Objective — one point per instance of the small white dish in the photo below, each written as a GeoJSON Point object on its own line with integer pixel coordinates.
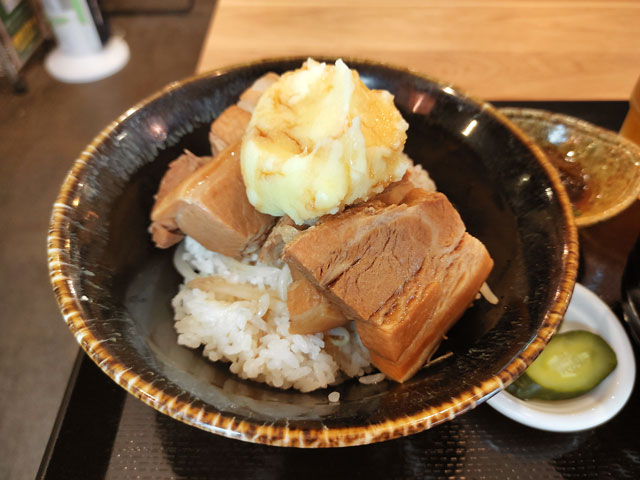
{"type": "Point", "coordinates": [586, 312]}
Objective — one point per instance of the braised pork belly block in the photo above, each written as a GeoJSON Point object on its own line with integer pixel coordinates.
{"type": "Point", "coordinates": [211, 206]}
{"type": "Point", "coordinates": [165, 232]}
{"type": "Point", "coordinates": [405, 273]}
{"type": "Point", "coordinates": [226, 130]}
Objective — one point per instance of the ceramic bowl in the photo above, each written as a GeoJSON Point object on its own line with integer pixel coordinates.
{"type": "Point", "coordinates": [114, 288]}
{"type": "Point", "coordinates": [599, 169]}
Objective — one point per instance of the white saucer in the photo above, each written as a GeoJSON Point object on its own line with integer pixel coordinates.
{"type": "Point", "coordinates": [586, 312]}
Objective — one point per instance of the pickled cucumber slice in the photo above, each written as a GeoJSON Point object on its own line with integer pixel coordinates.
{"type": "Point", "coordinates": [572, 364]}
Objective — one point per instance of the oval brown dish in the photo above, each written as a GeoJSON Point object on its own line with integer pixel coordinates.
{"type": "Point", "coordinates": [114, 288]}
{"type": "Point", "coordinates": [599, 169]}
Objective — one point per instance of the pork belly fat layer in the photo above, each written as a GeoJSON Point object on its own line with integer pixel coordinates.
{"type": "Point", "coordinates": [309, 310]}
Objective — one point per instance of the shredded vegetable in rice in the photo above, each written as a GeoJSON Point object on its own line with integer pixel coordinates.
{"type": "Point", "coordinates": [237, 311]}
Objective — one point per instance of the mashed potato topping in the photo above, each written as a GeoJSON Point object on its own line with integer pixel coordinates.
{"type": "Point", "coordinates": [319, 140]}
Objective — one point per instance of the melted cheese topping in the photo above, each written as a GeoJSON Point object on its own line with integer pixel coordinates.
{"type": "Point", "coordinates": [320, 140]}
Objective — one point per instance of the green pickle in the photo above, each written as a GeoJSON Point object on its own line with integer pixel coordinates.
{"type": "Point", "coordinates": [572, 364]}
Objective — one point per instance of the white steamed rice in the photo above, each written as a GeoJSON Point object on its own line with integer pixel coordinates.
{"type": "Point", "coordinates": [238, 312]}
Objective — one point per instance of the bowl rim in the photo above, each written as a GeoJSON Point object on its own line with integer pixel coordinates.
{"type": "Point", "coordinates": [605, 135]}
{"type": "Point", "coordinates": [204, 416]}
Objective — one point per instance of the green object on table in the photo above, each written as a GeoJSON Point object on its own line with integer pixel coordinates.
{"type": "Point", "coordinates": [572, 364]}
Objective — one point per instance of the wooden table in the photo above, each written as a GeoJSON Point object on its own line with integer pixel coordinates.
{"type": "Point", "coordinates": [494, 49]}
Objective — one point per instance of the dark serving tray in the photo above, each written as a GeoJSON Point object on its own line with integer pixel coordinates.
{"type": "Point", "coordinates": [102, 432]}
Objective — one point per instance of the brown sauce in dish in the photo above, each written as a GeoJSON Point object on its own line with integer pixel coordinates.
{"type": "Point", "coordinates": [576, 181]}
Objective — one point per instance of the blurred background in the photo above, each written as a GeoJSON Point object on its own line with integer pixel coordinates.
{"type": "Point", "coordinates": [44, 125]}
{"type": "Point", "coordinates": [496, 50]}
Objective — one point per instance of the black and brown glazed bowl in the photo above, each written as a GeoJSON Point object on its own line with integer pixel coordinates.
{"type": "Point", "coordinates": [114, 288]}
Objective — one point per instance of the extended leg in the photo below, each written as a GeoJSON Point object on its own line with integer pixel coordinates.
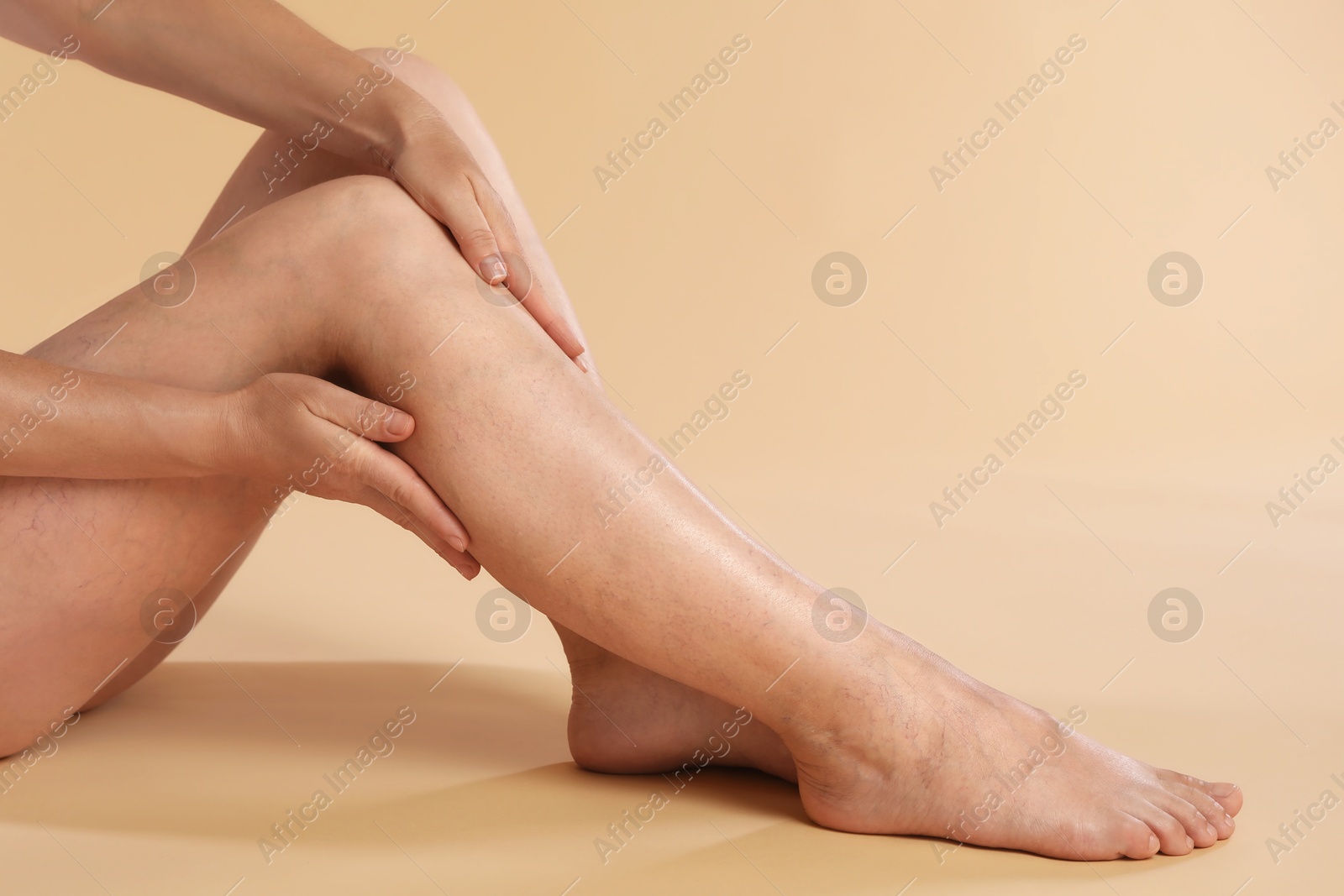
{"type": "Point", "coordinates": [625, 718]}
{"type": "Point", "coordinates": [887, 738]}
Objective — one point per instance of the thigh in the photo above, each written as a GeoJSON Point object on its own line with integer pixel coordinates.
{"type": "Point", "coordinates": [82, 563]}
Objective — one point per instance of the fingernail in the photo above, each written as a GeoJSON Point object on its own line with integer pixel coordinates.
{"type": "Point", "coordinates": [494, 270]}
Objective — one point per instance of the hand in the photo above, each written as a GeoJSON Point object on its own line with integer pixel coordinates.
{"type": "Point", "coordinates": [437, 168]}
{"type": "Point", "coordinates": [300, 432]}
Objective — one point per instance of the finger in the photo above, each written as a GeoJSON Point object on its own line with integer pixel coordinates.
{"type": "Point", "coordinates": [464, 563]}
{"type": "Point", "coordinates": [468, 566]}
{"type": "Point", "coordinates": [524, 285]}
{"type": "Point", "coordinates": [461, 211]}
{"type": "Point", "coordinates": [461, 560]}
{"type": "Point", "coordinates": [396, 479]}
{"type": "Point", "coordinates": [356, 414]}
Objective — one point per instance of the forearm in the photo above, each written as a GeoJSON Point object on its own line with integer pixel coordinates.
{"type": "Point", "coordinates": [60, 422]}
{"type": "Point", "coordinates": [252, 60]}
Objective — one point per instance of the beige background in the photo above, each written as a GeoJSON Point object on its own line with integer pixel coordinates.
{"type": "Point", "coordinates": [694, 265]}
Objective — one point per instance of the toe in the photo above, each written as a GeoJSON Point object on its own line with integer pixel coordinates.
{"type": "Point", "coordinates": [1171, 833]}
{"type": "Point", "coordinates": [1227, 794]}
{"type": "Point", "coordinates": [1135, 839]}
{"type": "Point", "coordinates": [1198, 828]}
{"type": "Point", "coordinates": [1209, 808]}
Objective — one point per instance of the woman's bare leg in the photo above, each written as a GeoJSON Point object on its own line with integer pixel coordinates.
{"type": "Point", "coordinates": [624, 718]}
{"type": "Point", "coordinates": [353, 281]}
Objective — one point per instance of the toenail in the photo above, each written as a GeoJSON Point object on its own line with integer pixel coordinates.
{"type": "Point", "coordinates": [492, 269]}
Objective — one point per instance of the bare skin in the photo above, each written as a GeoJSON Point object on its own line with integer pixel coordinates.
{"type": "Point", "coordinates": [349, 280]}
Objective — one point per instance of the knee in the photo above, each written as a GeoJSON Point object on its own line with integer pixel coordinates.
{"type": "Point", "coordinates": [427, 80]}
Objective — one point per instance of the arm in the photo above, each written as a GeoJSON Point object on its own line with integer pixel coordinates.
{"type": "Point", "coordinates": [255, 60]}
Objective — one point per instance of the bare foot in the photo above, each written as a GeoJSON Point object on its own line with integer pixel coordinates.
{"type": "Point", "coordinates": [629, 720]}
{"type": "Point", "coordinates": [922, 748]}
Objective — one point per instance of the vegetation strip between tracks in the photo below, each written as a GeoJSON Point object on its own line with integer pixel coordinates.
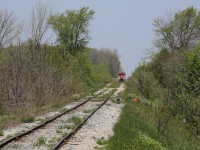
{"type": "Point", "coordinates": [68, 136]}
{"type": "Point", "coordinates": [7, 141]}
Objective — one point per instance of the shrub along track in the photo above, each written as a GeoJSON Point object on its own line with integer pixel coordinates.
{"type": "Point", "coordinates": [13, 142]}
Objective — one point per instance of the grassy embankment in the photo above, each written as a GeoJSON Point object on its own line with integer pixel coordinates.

● Prompt: All entries need repeating exactly, but without the pictures.

● Output below:
Objective — one point per instance of the small white dish in the photo below, each written as a GeoJSON Point object on its own line with integer pixel coordinates.
{"type": "Point", "coordinates": [586, 312]}
Objective — one point per instance of the braised pork belly block in the photo above, each written as a GeoJSON Point object on its own line with integer pixel coordinates.
{"type": "Point", "coordinates": [211, 206]}
{"type": "Point", "coordinates": [165, 232]}
{"type": "Point", "coordinates": [405, 273]}
{"type": "Point", "coordinates": [226, 130]}
Objective — one point per instance of the ceramic bowl in the photo above, each written as a GeoJSON Point object on its own line with integer pixel coordinates.
{"type": "Point", "coordinates": [114, 288]}
{"type": "Point", "coordinates": [599, 169]}
Objective — one point per instance of the white saucer in the photo above, each written as a GeoJSON Point object on its own line with integer pixel coordinates.
{"type": "Point", "coordinates": [586, 312]}
Objective — one point per instance of the pickled cucumber slice in the photo above, each written as a GeoJSON Point object on its own line with integer pixel coordinates.
{"type": "Point", "coordinates": [572, 364]}
Objective — one point per instance of the oval brown dish in the photo above, each written as a GeoJSON Point object on its own line with integer pixel coordinates.
{"type": "Point", "coordinates": [114, 288]}
{"type": "Point", "coordinates": [599, 169]}
Objective — one point per instance of the pork belly fat layer in the photo above, each written as a GeoJSON Point object on its own line with integer pixel coordinates.
{"type": "Point", "coordinates": [309, 310]}
Objective — one point per instance of the shredded vegetable in rice in the photo above, each written as a GeoJSON Point object on its own line with integer pixel coordinates.
{"type": "Point", "coordinates": [237, 311]}
Objective — one point per instance of the mashed potato topping in the photo above, each written as a GeoJSON Point object on its own line with integer pixel coordinates.
{"type": "Point", "coordinates": [319, 140]}
Objective — one point per instance of the melted cheese topping in the photo above, each written as a GeoJSON Point object on its own line with integer pixel coordinates.
{"type": "Point", "coordinates": [320, 140]}
Objective — one point per instance of the green pickle in the photo above, each written as a GeoJSON Point object on its own line with integer pixel coordinates.
{"type": "Point", "coordinates": [572, 364]}
Objective — one point per instance of the white steamed rice in the photo above, each written as a GeoJSON Point object on its own line with integer pixel coordinates.
{"type": "Point", "coordinates": [238, 312]}
Objective — one point per instance of the bowl rim in the photo above, each written as a GeoJSON Point object on its own line with integer pixel coordinates.
{"type": "Point", "coordinates": [605, 135]}
{"type": "Point", "coordinates": [204, 416]}
Objective — one point per instance of the green object on table in the photo above, each written as a GeoJSON Point object on its own line with integer pixel coordinates.
{"type": "Point", "coordinates": [572, 364]}
Objective — one point per instance of the wooden table in the photo above, each written as a GeoJSON Point object on its own line with integer pixel coordinates.
{"type": "Point", "coordinates": [494, 49]}
Objective — one point per instance of the dark serving tray in the photo above, each written as a GeoJSON Point object on its own line with integer pixel coordinates.
{"type": "Point", "coordinates": [102, 432]}
Objective — one point per instance of the brown sauce in dish in the photo above, each written as a GeoJSON Point object on its own line with integer pixel coordinates.
{"type": "Point", "coordinates": [576, 181]}
Objective — one point per instance of the blurred background in the photo above, each written as a GeoJSON Point object on its own line with integer pixel coordinates.
{"type": "Point", "coordinates": [44, 125]}
{"type": "Point", "coordinates": [496, 50]}
Objective — one point per instance of the black and brown glazed bowl in the photo above, each written as a GeoJSON Point object on its own line with integer pixel coordinates.
{"type": "Point", "coordinates": [114, 288]}
Objective — one point per instance of the extended leg in the photo below, each written as a GeoJSON Point object on its own line with integer pixel coordinates.
{"type": "Point", "coordinates": [625, 718]}
{"type": "Point", "coordinates": [887, 738]}
Objective — one point per instance of the thigh in the photo above, each written as a GeoJSON Point object on its own line with integer pixel coordinates.
{"type": "Point", "coordinates": [82, 563]}
Objective — one point per instance of the fingernail in the photo above, each written as a GeoJSON Point object on its own line with integer pixel coordinates.
{"type": "Point", "coordinates": [494, 270]}
Objective — one point per instance of the hand in the photo above, each written as a GeoJSON Point object on its own line with integer pixel coordinates.
{"type": "Point", "coordinates": [437, 168]}
{"type": "Point", "coordinates": [300, 432]}
Objective — one point per instance of the finger in the photo above, each written as a GeoJSON Point object on its own line with integer pixel coordinates.
{"type": "Point", "coordinates": [464, 563]}
{"type": "Point", "coordinates": [468, 566]}
{"type": "Point", "coordinates": [524, 285]}
{"type": "Point", "coordinates": [461, 211]}
{"type": "Point", "coordinates": [461, 560]}
{"type": "Point", "coordinates": [396, 479]}
{"type": "Point", "coordinates": [356, 414]}
Objective — one point per instance of the forearm in the photo above, each written as a GeoJSON Point object on its own line with integer pixel coordinates.
{"type": "Point", "coordinates": [60, 422]}
{"type": "Point", "coordinates": [252, 60]}
Objective — one point per instance of the beige background in the photo above, each written as a GeoJSON Point object on its own line with integer pixel coordinates.
{"type": "Point", "coordinates": [694, 265]}
Objective — one point per instance of the toe in the photo above, each written as a GeoJSON Point object on its own line with integer pixel coordinates.
{"type": "Point", "coordinates": [1171, 833]}
{"type": "Point", "coordinates": [1227, 794]}
{"type": "Point", "coordinates": [1135, 839]}
{"type": "Point", "coordinates": [1198, 828]}
{"type": "Point", "coordinates": [1209, 808]}
Objective — one point per instance of the woman's bare leg in the photo above, each written as a GeoJSON Point object on its own line with integer pixel coordinates.
{"type": "Point", "coordinates": [624, 718]}
{"type": "Point", "coordinates": [353, 281]}
Objective — one point per instance of the toenail in the photo above, each written as a GeoJSON Point object on its own line with integer pixel coordinates.
{"type": "Point", "coordinates": [492, 269]}
Objective — one point per instance of the bare skin in the photo above, each written as a GeoJSON Point object on its own line with integer pixel coordinates.
{"type": "Point", "coordinates": [349, 280]}
Objective — one point per instance of the knee in the photo above, each written as a GeoJSON Point object on its own line with integer pixel coordinates.
{"type": "Point", "coordinates": [427, 80]}
Objective — one point per instance of the arm in the photo above, each written as a GeoJSON Point object on its own line with integer pixel coordinates.
{"type": "Point", "coordinates": [255, 60]}
Objective — one point per instance of the bare foot in the photo above, each written as a GeoJSON Point object on its own line with integer pixel coordinates.
{"type": "Point", "coordinates": [629, 720]}
{"type": "Point", "coordinates": [922, 748]}
Objective — one point per instance of the vegetation strip between tracks in the photo below, each written as a GeoJSON Point object on its own line with integer pixel coordinates.
{"type": "Point", "coordinates": [68, 136]}
{"type": "Point", "coordinates": [7, 141]}
Objective — one point per instance of the shrub along track in the photo above, each written as a GeoJSON Point object on its own line with integer pixel coordinates.
{"type": "Point", "coordinates": [13, 142]}
Objective — one point per instance of the grassy embankment in the photo above, each written as a GeoJSON Point object on its own line with integer pixel coordinates.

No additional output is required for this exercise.